• Text segment:
####

More women, more power: A farmers’ group lights a new path in Rwanda

Women make up a large share of Africa’s farmers and have a significant impact on their families’ food security and nutrition.
In Rwanda, close to one-third of farming households are led by women and nearly 70% of women are engaged in agriculture. Despite the important role they play, there are many barriers in the way of boosting their productivity and reaching their full potential, including limited access to training, financing and markets.

But women farmers in the country’s Kayonza district are forging change — together.

More Women, More Power

Photo: Heifer International

In June 2020, at the height of the COVID-19 pandemic, 40 women from a Heifer Rwanda project formed a women’s group through which they could receive training, save money, sustain their livelihoods at a time of unprecedented need — and collaborate to help each other grow over the long term.

The women called their group Urumuri, the local Kinyarwanda word for “the light.”

Driven to improve their farms, the Urumuri women’s group established a Livestock Farmer Field School, a structure in which the women could receive additional practical training, like how to raise animals and cultivate fodder with the support of a demonstration plot and a Heifer-trained instructor. They also received training on cooperative management, gender and nutrition, and savings and credit.

####

• Study material:

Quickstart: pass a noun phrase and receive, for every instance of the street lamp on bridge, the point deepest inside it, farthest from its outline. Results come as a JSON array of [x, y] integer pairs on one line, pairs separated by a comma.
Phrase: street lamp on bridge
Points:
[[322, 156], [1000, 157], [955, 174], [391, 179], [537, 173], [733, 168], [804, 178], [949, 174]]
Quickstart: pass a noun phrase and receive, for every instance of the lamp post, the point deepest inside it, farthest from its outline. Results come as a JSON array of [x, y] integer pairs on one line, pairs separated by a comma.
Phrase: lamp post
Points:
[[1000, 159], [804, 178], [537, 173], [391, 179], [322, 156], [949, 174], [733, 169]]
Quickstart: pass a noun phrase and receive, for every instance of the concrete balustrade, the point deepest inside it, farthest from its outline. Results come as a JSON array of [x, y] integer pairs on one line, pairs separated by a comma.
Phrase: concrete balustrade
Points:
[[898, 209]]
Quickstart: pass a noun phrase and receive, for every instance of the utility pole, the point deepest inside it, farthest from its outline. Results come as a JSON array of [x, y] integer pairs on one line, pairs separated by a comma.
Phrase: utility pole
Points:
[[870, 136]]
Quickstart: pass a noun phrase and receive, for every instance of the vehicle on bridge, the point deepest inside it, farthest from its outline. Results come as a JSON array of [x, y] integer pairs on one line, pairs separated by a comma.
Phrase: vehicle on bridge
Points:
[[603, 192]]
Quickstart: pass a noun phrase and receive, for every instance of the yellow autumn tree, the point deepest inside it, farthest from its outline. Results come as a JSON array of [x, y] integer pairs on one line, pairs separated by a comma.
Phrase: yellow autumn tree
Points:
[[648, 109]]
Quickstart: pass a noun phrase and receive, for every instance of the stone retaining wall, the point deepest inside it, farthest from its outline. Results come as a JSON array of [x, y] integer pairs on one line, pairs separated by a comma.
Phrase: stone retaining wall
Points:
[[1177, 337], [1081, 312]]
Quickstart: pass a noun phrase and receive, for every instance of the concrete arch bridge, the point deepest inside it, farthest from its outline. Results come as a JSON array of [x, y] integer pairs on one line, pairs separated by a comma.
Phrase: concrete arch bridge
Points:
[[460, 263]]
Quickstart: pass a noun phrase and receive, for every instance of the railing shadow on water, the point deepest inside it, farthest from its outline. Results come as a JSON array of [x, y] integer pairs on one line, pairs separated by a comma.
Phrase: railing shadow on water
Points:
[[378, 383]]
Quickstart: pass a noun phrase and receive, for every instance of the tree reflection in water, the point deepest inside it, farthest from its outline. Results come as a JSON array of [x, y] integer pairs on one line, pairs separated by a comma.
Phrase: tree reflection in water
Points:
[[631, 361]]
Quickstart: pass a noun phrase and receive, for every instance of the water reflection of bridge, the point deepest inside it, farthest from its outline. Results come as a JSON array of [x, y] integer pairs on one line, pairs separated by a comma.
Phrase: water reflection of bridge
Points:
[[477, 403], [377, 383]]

####

Copy the passage on Rwandan women farmers from "Women make up" up to and including "the long term.", replacing "COVID-19 pandemic" with "coronavirus pandemic". The data above are not required for this exercise.

• Exercise answer:
Women make up a large share of Africa’s farmers and have a significant impact on their families’ food security and nutrition.
In Rwanda, close to one-third of farming households are led by women and nearly 70% of women are engaged in agriculture. Despite the important role they play, there are many barriers in the way of boosting their productivity and reaching their full potential, including limited access to training, financing and markets.

But women farmers in the country’s Kayonza district are forging change — together.

More Women, More Power

Photo: Heifer International

In June 2020, at the height of the coronavirus pandemic, 40 women from a Heifer Rwanda project formed a women’s group through which they could receive training, save money, sustain their livelihoods at a time of unprecedented need — and collaborate to help each other grow over the long term.